[[ The input, beginning ]]
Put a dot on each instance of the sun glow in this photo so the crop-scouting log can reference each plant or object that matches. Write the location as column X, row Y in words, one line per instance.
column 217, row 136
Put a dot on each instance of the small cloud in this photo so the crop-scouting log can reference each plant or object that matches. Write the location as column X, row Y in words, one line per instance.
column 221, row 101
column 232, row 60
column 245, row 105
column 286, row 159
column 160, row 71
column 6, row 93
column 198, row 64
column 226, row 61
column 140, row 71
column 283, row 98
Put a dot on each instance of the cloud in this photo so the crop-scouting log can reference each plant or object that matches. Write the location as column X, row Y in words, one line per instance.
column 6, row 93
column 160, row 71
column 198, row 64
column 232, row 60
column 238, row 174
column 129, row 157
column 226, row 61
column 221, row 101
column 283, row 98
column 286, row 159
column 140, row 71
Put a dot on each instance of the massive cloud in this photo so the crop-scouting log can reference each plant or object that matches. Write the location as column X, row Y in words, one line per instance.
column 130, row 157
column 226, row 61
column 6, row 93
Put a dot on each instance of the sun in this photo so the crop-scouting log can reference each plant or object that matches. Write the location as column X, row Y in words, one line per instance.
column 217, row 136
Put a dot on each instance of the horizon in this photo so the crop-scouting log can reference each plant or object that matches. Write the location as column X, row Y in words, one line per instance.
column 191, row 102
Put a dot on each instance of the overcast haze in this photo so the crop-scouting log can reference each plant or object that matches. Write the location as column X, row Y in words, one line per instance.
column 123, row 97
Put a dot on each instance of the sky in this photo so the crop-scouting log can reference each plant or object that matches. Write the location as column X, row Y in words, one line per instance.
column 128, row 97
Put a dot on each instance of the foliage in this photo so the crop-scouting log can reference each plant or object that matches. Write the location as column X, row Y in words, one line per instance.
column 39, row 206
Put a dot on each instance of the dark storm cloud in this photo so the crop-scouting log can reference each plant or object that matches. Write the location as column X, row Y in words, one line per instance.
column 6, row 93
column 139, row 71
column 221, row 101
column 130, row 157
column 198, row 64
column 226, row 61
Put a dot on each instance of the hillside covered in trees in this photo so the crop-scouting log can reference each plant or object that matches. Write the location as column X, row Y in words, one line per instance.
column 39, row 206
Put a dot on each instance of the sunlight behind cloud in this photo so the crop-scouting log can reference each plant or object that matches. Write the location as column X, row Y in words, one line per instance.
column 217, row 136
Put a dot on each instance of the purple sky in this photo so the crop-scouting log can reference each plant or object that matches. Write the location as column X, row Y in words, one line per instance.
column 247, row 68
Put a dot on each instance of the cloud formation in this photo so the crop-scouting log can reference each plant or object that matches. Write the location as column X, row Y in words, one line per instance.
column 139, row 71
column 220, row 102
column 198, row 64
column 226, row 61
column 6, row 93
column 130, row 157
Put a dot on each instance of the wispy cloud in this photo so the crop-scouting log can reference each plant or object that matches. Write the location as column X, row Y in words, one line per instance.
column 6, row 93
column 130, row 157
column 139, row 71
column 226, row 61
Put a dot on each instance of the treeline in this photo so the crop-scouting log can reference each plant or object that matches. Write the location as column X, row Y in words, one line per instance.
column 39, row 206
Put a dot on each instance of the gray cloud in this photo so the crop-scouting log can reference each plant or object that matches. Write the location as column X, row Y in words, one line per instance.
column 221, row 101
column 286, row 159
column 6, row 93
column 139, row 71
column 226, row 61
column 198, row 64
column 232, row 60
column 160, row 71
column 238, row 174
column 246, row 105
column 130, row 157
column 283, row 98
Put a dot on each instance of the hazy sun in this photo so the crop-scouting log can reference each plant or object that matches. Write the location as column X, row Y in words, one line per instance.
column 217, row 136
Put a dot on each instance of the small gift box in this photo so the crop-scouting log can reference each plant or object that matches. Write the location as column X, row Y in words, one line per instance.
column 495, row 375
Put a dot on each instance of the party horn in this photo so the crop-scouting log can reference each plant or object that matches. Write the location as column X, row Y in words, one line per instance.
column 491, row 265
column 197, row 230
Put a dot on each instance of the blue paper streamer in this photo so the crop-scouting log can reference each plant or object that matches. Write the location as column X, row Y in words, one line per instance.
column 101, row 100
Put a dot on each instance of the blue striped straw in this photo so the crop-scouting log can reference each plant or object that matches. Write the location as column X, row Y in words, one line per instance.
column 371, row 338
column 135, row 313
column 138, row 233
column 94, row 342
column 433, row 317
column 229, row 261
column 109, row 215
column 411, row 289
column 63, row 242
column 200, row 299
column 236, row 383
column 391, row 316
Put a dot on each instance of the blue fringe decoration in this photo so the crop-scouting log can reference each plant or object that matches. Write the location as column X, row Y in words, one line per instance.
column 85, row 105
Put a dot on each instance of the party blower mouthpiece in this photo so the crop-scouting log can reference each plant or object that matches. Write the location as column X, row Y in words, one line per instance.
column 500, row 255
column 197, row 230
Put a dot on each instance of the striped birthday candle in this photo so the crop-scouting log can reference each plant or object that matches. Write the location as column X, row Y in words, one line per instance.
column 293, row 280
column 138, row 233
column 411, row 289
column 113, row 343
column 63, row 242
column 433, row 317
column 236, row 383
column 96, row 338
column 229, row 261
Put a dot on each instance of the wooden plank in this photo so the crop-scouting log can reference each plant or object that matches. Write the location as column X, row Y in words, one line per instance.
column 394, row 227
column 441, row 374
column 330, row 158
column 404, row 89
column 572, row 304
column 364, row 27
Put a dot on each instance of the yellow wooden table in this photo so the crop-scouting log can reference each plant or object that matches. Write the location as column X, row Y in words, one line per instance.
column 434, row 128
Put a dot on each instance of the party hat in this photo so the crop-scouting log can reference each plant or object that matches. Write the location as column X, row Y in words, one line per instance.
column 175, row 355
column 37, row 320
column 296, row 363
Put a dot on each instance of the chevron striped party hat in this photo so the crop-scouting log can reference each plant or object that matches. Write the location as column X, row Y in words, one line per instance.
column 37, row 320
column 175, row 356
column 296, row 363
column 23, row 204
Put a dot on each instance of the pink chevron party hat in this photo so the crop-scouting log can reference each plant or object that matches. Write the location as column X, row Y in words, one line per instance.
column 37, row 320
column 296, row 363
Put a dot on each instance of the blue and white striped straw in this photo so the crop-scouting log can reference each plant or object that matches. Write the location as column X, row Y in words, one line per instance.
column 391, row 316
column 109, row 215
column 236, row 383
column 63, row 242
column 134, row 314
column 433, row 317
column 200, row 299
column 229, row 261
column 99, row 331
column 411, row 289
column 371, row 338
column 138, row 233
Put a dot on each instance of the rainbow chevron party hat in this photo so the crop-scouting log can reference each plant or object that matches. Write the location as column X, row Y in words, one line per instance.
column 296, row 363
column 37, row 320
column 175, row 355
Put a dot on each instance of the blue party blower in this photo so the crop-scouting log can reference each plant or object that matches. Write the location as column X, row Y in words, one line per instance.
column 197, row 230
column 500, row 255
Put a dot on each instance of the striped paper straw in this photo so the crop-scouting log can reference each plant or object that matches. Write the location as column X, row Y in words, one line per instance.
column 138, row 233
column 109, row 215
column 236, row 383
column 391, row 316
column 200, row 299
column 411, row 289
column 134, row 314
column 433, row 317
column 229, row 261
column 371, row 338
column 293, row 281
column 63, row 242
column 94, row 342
[[ The input, end ]]
Problem to work on >> Using the entries above, please restate each one word for word.

Result of the exercise >>
Put a dot on each instance of the sun glow in this photo so the crop-scouting log can reference each plant or object that matches. Write the location as column X, row Y in words, one line per instance.
column 217, row 136
Put a dot on each instance of the small cloud in this photo so the crop-scouting log can reference each plant or object that matches. Write the location as column X, row Y in words, one line per instance.
column 221, row 101
column 232, row 60
column 245, row 105
column 286, row 159
column 160, row 71
column 6, row 93
column 198, row 64
column 226, row 61
column 140, row 71
column 283, row 98
Put a dot on each instance of the cloud in this photo so the crop-scouting log can reference each plant or object that matches. Write the location as column X, row Y in words, one line per instance.
column 6, row 93
column 160, row 71
column 198, row 64
column 232, row 60
column 238, row 174
column 129, row 157
column 226, row 61
column 221, row 101
column 283, row 98
column 286, row 159
column 140, row 71
Put a dot on each instance of the massive cloud in this photo so the crop-scouting log can reference each plant or object that matches. Write the location as column X, row Y in words, one line per instance.
column 130, row 157
column 226, row 61
column 6, row 93
Put a dot on each instance of the sun in this photo so the crop-scouting log can reference each plant or object that matches. Write the location as column X, row Y in words, one line per instance.
column 217, row 136
Put a dot on each instance of the horizon in this photo so the crop-scouting log can reference each plant or object that matches. Write the location as column X, row Y in words, one line per instance.
column 191, row 102
Put a dot on each instance of the overcast haze in this photo so the crop-scouting log can reference each plant or object that matches. Write the location as column X, row Y in words, one line per instance.
column 123, row 97
Put a dot on each instance of the sky in this photo so the crop-scouting log can reference each plant or object that matches. Write the location as column X, row Y in words, one line per instance.
column 128, row 97
Put a dot on each instance of the foliage in this photo so the crop-scouting log can reference each plant or object that matches. Write the location as column X, row Y in words, one line per instance.
column 39, row 206
Put a dot on each instance of the dark storm cloud in this photo so the crop-scouting log can reference each plant or object that matches. Write the location as column X, row Y in words, one line per instance.
column 6, row 93
column 139, row 71
column 221, row 101
column 130, row 157
column 198, row 64
column 226, row 61
Put a dot on each instance of the hillside covered in trees in this photo so the crop-scouting log can reference each plant or object that matches. Write the location as column X, row Y in words, one line per instance.
column 39, row 206
Put a dot on each instance of the sunlight behind cloud in this photo so the crop-scouting log can reference each plant or object that matches. Write the location as column X, row Y in words, one line per instance.
column 217, row 136
Put a dot on each instance of the purple sky in this photo so the crop-scouting log can reference each plant or object that matches. Write the location as column X, row Y in words, one line per instance.
column 247, row 68
Put a dot on each instance of the cloud formation in this photo so the crop-scouting log can reference each plant or object that matches. Write the location as column X, row Y in words, one line per instance.
column 139, row 71
column 220, row 102
column 198, row 64
column 226, row 61
column 6, row 93
column 130, row 157
Put a dot on each instance of the wispy cloud in this photo so the crop-scouting log can reference each plant or object that matches. Write the location as column X, row Y in words, one line per instance.
column 6, row 93
column 130, row 157
column 139, row 71
column 226, row 61
Put a dot on each instance of the treeline in this photo so the crop-scouting log can reference each plant or object that matches. Write the location as column X, row Y in words, one line per instance.
column 39, row 206
Put a dot on each instance of the gray cloud in this photo so the crop-scouting log can reference each plant or object that matches. Write the location as column X, row Y in words, one line per instance.
column 221, row 101
column 286, row 159
column 6, row 93
column 139, row 71
column 226, row 61
column 198, row 64
column 232, row 60
column 160, row 71
column 238, row 174
column 246, row 105
column 130, row 157
column 283, row 98
Put a dot on each instance of the hazy sun in this photo so the crop-scouting log can reference each plant or object that matches. Write the location as column X, row Y in words, one line per instance.
column 217, row 136
Put a dot on each instance of the small gift box in this photo so the crop-scouting log can reference each plant or object that matches. Write the location as column X, row Y in words, one line per instance.
column 495, row 375
Put a dot on each instance of the party horn in this photo so the crop-scouting log can reference each plant or object that matches. Write the location as column X, row Y in words, one line per instance.
column 491, row 265
column 197, row 230
Put a dot on each instance of the blue paper streamer in this photo so the crop-scouting log can reference each plant or object that matches. Write the location as column X, row Y in words, one line per instance.
column 101, row 100
Put a dot on each instance of the blue striped straw in this photo so the crop-scouting log can reference each plant or object that matches. Write the location as column X, row Y in words, one line per instance.
column 371, row 338
column 135, row 313
column 138, row 233
column 94, row 342
column 433, row 317
column 229, row 261
column 109, row 215
column 411, row 289
column 63, row 242
column 200, row 299
column 236, row 383
column 391, row 316
Put a dot on each instance of the blue fringe decoration in this photo so the crop-scouting log can reference each plant or object that matches. Write the location as column X, row Y in words, one line per instance.
column 85, row 105
Put a dot on each instance of the party blower mouthpiece in this photo so the crop-scouting log can reference each plant or object that matches. Write the location as column X, row Y in words, one line per instance.
column 500, row 255
column 197, row 230
Put a dot on each instance of the striped birthday candle in this photo so the crop-scouting log can reference each plant or object that matches. Write the location as column X, row Y in words, one line per instance.
column 293, row 280
column 138, row 233
column 411, row 289
column 113, row 343
column 63, row 242
column 433, row 317
column 236, row 383
column 96, row 338
column 229, row 261
Put a dot on each instance of the wooden plank in this photo so the crop-scouting log can reference each plant or object that matches. Write the location as column X, row Y in words, one line per instance.
column 394, row 227
column 441, row 374
column 330, row 158
column 404, row 89
column 572, row 304
column 364, row 27
Put a dot on each instance of the yellow wooden table in this photo so the crop-scouting log can reference each plant or object that matches. Write the location as column X, row Y in words, one line per instance.
column 434, row 128
Put a dot on each instance of the party hat in this photo so the crop-scouting log can reference each plant or object that matches. Write the location as column X, row Y in words, one line per instance.
column 175, row 355
column 37, row 320
column 296, row 363
Put a dot on each instance of the chevron striped party hat in this photo so the crop-scouting log can reference each plant or object that matches. Write the location as column X, row Y in words, one line per instance.
column 37, row 320
column 175, row 356
column 296, row 363
column 23, row 204
Put a dot on each instance of the pink chevron party hat in this photo so the crop-scouting log can reference each plant or object that matches. Write the location as column X, row Y in words, one line per instance.
column 37, row 320
column 296, row 363
Put a dot on each instance of the blue and white striped straw in this photo so the crop-scouting log can reference each plant or object that matches. Write the location as column X, row Y in words, one line per instance.
column 391, row 316
column 109, row 215
column 236, row 383
column 63, row 242
column 134, row 314
column 433, row 317
column 200, row 299
column 229, row 261
column 99, row 331
column 411, row 289
column 371, row 338
column 138, row 233
Put a dot on each instance of the rainbow chevron party hat in this photo so the crop-scouting log can reference each plant or object that matches. Write the location as column X, row Y in words, one line per instance.
column 296, row 363
column 37, row 320
column 175, row 355
Put a dot on each instance of the blue party blower in this photo so the crop-scouting log can reference each plant or object that matches. Write the location as column X, row Y in words, one line per instance.
column 197, row 230
column 500, row 255
Put a dot on each instance of the striped paper straw in this photo so the crop-scouting log can reference each plant or object that matches. Write the location as column X, row Y in words, one line per instance.
column 138, row 233
column 109, row 215
column 236, row 383
column 391, row 316
column 200, row 299
column 411, row 289
column 134, row 314
column 433, row 317
column 229, row 261
column 371, row 338
column 293, row 281
column 63, row 242
column 94, row 342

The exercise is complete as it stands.